== Texte de la page
La notion d’excommunication chez Ghazali et Ibn Taymiyya : le procès d’al-Hallaj 3/3

Dernière partie de l’article de Nordine Aissou consacré à l’étude de la notion d’excommunication chez Ghazali et Ibn Taymiyya. L’auteur décortique cette fois le procès d’al-Hallaj vu par Ibn Taymiyya, mettant en valeur, au terme d’une analyse critique, les faiblesses de l’argumentation du célèbre Damascène. Nordine Aïssou est diplômé en théologie et en droit en langue arabe à l’Institut européen des sciences humaines, et auteur d’une recherche sur le principe de pénibilité en droit.

Hallāj jugé en 309/922 ne jouit pour Ibn Taymiyya d’aucune excuse, d’aucune interprétation pouvant le délier du jugement d’anathème.

La fatwa est précédée par un ensemble de questions qui laisse transpirer rigueur et obstination. Elles débordent la personne de Hallaj pour s’étendre plus particulièrement à tous ceux qui accorde crédit à ses thèses.

Ces questions se veulent d’après nous, être une sorte de préambule avant la débâcle, destinées à aiguiller le mufti, et pourquoi pas in fine à l’orienter.

Voici le préambule de la fatwa :

« Que disent les maîtres de l’Islam sur Hallāj ? Concernant celui qui dit : « je suis convaincu par ce quoi est convaincu Hallāj (le monisme particulier), qu’incombe-t-il à ce dernier ? Et s’il dit : « Il a été tué injustement comme ont été tués les prophètes ou qu’il dise encore :

« Hallāj est un proche de Dieu (un intime), qu’incombe-t-il à celui-là pour ce propos, enfin est ce que Hallāj a été tué par l’épée de la législation (en somme légitimement) ? » 1

Et la réponse liminaire d’Ibn Taymiyya :

« Hallaj fut tué pour hétérodoxie 2, laquelle fut établie contre lui en vertu de ses aveux et d’autres choses que ses aveux. L’affaire qui fut établie contre lui était de nature à rendre obligatoire son exécution 3 : il y a là-dessus accord (ittifāq) des Musulmans. »

Pour Ibn Taymiyya, qui adopte les propos tenus par Hallāj est incrédule, un apostat d’après le consensus des musulmans.

Ibn Taymiyya et la condamnation du monisme 

Toujours selon lui, Hallāj est un hérétique car ses propos « anā-lhaqq » (« Je suis la Vérité », référence au nom divin et à la Divinité elle-même, ndlr), se définissent comme une forme particulière de monisme (al hulūl al khāss p.189), relèvent de la mécréance à l’instar de la position de Jésus chez les chrétiens, ou de ‘Ali chez certains courants chiites extrémistes (nusayris).

Retrouvez la 1ere partie de cet article 

Pour Ibn Taymiyya, les adeptes de ce type de propos sont à l’image de ceux qui suivront l’Antéchrist, émerveillés et subjugués par ses « miracles ».
====
== Enregistrements extraits
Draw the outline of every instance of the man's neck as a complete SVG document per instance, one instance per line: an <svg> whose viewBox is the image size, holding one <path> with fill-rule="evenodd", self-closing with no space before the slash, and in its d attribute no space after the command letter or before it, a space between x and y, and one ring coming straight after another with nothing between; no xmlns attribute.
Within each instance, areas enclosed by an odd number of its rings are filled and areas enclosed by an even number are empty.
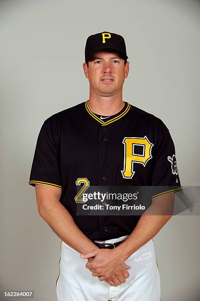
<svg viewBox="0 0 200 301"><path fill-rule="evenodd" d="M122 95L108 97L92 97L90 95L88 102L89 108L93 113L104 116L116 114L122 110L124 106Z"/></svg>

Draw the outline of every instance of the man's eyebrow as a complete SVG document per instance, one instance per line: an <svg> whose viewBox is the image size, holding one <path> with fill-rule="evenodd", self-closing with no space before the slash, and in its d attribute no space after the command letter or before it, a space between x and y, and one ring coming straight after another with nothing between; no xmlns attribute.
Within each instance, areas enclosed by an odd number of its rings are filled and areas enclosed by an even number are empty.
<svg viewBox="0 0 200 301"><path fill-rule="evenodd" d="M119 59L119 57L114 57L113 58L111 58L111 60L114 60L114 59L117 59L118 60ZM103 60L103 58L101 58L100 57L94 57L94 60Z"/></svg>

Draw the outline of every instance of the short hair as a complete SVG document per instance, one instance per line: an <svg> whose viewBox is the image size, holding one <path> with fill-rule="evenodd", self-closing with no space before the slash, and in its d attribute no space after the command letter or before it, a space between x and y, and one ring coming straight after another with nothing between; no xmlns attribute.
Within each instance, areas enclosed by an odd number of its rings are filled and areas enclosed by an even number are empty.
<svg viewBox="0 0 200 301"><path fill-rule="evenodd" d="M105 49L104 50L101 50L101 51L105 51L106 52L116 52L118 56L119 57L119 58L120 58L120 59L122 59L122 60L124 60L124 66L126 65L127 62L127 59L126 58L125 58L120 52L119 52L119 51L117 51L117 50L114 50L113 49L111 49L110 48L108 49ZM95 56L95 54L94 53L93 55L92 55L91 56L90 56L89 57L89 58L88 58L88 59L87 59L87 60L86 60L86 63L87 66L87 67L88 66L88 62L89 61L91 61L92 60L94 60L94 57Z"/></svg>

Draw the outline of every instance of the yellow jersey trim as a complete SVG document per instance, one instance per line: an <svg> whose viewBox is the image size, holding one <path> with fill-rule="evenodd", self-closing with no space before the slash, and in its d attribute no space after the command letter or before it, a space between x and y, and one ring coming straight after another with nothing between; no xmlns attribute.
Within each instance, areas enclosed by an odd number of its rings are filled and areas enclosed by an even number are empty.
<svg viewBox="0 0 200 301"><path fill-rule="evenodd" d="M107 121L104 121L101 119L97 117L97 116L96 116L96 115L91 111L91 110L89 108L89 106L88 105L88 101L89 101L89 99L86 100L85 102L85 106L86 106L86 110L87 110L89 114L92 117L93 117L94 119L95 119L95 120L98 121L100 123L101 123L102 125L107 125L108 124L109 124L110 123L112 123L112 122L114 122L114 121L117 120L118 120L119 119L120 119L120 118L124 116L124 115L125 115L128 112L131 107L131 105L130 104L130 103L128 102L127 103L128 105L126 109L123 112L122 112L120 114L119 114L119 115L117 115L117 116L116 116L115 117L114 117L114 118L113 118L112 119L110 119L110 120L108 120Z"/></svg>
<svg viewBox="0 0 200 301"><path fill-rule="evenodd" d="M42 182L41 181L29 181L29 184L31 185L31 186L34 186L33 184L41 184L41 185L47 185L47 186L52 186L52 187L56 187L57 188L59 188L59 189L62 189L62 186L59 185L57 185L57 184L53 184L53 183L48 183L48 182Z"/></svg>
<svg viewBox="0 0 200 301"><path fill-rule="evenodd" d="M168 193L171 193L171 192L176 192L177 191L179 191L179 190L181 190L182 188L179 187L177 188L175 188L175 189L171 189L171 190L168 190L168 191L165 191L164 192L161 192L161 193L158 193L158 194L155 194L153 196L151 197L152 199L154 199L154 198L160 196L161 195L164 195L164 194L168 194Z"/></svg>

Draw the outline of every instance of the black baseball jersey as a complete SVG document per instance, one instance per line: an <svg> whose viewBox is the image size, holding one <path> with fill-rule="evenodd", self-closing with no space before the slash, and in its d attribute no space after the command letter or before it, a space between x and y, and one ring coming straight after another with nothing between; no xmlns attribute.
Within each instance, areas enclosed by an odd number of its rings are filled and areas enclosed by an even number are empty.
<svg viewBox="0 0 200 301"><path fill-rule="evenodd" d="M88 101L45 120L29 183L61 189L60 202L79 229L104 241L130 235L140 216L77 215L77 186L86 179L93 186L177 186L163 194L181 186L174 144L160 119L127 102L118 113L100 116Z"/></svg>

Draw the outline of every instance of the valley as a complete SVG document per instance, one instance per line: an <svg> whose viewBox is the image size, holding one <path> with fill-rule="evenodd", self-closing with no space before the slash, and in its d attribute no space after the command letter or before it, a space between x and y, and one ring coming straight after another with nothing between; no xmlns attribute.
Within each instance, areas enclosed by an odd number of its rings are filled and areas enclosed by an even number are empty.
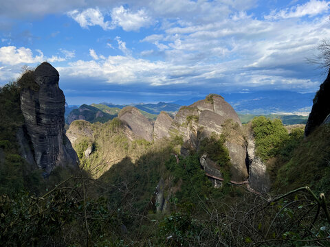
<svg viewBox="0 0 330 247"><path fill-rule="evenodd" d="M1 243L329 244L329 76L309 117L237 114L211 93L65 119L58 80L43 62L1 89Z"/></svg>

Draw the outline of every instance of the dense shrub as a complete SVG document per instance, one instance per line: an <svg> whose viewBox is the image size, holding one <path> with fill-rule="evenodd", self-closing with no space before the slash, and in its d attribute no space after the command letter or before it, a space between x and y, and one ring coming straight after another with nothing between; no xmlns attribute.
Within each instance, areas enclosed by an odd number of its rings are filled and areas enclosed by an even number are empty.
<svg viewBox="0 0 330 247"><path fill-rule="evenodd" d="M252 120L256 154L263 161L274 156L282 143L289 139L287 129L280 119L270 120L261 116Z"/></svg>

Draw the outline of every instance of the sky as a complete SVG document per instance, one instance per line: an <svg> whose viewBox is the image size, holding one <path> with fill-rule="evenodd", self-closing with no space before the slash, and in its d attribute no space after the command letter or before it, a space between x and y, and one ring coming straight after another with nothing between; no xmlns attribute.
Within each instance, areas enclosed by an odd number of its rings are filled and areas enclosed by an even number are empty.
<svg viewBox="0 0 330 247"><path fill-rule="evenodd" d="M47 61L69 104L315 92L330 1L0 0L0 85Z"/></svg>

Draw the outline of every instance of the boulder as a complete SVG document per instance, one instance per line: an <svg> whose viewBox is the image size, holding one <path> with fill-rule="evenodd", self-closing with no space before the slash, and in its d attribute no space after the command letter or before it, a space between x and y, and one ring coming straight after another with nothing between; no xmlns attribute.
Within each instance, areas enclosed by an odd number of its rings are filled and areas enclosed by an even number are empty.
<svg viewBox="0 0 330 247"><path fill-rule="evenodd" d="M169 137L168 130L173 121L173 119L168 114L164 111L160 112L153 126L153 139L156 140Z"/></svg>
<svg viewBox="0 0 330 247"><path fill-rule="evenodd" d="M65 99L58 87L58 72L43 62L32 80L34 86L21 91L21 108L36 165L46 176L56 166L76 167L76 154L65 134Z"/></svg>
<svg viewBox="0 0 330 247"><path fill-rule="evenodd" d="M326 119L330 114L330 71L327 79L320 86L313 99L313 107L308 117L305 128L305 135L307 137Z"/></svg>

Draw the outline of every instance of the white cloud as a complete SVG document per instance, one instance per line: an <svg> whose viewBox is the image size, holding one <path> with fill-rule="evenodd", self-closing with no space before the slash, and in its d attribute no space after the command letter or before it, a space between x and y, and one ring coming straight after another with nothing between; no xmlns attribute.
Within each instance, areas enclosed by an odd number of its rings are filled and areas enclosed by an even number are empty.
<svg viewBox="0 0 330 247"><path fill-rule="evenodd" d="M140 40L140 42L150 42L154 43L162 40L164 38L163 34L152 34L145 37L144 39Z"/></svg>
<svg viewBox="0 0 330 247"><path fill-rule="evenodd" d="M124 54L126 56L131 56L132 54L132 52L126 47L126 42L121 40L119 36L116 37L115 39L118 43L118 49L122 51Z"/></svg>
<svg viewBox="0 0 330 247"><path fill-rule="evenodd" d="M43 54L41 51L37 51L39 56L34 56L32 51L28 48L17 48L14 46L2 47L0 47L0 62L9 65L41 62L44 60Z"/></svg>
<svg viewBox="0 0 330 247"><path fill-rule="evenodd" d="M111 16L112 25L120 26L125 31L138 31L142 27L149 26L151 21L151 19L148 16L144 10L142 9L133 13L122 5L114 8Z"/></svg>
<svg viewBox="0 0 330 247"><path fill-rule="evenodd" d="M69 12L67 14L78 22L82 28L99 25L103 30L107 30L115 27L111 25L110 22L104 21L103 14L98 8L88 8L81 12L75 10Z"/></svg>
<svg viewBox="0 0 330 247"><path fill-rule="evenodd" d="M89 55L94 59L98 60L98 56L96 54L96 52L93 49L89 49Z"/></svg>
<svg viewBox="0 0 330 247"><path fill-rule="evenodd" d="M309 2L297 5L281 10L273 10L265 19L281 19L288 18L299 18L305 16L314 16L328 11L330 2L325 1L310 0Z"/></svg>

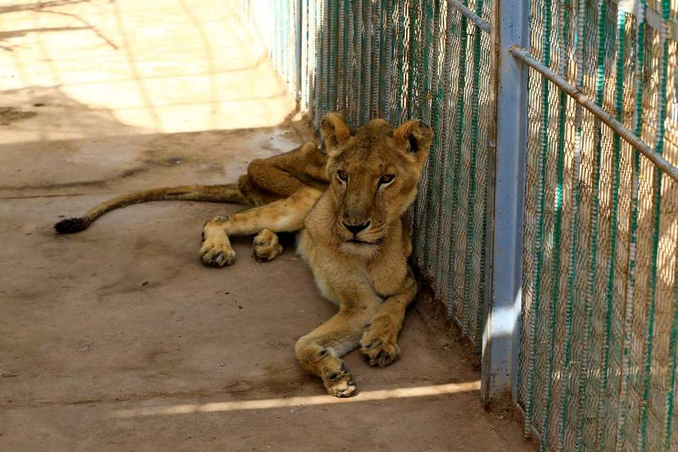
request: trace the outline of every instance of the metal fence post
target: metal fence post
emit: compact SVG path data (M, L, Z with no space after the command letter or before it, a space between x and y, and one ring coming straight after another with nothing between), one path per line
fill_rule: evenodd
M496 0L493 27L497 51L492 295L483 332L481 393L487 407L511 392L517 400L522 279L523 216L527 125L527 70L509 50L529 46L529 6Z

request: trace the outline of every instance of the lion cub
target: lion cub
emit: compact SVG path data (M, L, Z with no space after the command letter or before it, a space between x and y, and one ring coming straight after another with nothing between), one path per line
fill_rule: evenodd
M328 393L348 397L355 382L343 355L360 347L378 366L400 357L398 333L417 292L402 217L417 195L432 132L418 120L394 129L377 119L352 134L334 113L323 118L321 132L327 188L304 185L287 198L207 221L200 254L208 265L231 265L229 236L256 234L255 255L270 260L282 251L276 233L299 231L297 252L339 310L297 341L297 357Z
====
== Enregistrements extraits
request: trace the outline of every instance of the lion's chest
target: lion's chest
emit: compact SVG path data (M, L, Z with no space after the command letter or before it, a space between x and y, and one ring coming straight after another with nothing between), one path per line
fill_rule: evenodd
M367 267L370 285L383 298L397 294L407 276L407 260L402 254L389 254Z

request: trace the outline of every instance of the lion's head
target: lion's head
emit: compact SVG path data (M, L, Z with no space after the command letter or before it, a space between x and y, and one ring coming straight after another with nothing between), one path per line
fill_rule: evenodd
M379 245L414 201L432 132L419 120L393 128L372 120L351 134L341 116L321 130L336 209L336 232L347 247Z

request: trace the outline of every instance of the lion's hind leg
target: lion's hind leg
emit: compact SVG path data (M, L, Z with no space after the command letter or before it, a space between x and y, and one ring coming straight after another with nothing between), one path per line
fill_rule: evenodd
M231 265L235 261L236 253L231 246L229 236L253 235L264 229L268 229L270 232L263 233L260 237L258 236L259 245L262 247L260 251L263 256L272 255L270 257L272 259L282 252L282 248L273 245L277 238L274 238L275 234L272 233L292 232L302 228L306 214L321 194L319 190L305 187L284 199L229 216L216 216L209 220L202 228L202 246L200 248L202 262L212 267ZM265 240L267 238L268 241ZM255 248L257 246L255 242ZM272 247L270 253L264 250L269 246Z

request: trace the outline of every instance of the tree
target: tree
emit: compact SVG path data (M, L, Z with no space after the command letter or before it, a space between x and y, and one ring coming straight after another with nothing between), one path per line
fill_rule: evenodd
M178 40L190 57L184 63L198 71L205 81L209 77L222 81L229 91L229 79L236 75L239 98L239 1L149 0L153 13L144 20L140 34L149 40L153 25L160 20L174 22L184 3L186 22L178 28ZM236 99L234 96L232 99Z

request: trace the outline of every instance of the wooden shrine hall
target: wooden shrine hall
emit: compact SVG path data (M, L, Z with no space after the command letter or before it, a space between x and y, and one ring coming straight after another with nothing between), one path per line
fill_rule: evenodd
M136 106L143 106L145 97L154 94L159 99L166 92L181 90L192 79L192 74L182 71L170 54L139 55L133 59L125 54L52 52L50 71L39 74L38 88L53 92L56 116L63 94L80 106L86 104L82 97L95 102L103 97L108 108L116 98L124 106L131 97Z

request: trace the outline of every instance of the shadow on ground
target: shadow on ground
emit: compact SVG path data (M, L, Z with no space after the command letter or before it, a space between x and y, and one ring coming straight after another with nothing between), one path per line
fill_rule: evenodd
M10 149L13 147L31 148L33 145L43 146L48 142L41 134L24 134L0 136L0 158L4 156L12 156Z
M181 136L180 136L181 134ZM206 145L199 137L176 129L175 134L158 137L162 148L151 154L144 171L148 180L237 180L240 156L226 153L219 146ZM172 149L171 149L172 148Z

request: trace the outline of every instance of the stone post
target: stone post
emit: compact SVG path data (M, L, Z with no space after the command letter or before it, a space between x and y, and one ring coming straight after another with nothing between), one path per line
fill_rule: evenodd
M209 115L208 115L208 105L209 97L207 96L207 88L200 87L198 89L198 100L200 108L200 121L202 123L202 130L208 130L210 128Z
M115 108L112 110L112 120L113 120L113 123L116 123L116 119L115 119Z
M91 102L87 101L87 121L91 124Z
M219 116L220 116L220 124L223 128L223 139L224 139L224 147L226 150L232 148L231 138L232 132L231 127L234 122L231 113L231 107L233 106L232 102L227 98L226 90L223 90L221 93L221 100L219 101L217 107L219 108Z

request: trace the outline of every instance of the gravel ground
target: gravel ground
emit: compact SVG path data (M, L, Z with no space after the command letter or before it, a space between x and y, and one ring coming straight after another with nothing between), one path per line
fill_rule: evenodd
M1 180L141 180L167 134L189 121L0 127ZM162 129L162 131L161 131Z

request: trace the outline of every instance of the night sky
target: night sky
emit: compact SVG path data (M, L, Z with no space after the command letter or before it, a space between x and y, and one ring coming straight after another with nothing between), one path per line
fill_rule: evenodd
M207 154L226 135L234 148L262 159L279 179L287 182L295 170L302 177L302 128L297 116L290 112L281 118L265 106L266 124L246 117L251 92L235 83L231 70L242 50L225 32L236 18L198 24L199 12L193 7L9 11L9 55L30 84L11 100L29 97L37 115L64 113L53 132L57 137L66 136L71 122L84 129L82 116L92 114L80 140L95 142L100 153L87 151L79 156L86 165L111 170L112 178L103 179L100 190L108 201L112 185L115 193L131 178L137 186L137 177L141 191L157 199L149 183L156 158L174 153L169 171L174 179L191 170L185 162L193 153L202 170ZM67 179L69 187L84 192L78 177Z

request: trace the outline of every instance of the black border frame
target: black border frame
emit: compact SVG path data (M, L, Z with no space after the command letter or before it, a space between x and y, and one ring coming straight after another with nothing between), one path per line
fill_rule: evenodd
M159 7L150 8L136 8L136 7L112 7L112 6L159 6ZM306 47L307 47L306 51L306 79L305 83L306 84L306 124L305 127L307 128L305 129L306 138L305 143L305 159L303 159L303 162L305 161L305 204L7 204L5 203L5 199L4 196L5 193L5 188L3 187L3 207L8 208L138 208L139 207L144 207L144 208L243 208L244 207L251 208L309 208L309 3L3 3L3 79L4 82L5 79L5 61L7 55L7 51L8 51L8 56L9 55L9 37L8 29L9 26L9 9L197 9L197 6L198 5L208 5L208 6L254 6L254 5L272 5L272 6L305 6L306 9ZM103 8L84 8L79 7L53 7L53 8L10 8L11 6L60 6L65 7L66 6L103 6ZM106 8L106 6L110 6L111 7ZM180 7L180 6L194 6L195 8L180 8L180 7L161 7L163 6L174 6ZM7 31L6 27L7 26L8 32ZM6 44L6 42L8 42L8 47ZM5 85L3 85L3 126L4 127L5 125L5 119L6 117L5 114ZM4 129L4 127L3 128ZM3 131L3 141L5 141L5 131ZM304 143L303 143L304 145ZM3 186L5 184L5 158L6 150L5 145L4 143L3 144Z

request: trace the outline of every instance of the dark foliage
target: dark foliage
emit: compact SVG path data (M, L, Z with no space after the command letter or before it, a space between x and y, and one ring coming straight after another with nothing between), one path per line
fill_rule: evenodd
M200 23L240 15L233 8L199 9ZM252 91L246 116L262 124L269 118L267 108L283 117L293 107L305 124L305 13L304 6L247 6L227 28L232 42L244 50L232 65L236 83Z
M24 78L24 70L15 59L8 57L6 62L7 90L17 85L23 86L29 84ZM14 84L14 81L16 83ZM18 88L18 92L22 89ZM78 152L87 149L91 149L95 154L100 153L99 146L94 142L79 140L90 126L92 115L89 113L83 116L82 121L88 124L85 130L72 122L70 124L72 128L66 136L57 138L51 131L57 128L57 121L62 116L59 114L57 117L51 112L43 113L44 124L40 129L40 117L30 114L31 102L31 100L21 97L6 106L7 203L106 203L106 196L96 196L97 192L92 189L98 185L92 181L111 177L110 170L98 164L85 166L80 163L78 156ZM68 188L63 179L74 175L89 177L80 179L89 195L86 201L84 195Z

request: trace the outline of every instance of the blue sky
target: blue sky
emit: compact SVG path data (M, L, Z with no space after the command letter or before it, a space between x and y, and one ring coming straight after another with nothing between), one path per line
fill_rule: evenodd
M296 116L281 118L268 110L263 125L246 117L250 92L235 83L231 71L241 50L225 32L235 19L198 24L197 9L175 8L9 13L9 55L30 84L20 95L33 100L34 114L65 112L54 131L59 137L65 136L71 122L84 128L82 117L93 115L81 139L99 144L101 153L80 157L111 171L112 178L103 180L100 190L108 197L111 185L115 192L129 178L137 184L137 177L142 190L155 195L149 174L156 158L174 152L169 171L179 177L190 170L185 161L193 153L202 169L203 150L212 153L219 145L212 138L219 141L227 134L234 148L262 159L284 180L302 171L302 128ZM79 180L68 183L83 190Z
====
Vos tâches:
**a)** D'après l'article sur l'excommunication chez Ghazali et Ibn Taymiyya, pourquoi Ibn Taymiyya tient-il Hallāj pour un hérétique ? Répondez en une à trois phrases.
**b)** Répondez à ces questions sur l'article sur l'excommunication chez Ghazali et Ibn Taymiyya :
(i) En quelle année Hallāj fut-il jugé ?
(ii) Dans quelles disciplines Nordine Aïssou est-il diplômé, et dans quel établissement ?
(iii) À qui Ibn Taymiyya compare-t-il les adeptes de ce type de propos ?

Corrigé détaillé:
**a)** Selon Ibn Taymiyya, Hallāj est un hérétique parce que sa parole « anā-lhaqq » (« Je suis la Vérité ») constitue une forme particulière de monisme (al hulūl al khāss). Ce monisme relève de la mécréance, comme la position des chrétiens sur Jésus ou celle de certains chiites extrémistes (nusayris) sur ‘Ali.

**b)**
(i) En 309/922.
(ii) En théologie et en droit en langue arabe, à l'Institut européen des sciences humaines.
(iii) À ceux qui suivront l'Antéchrist, émerveillés et subjugués par ses « miracles ».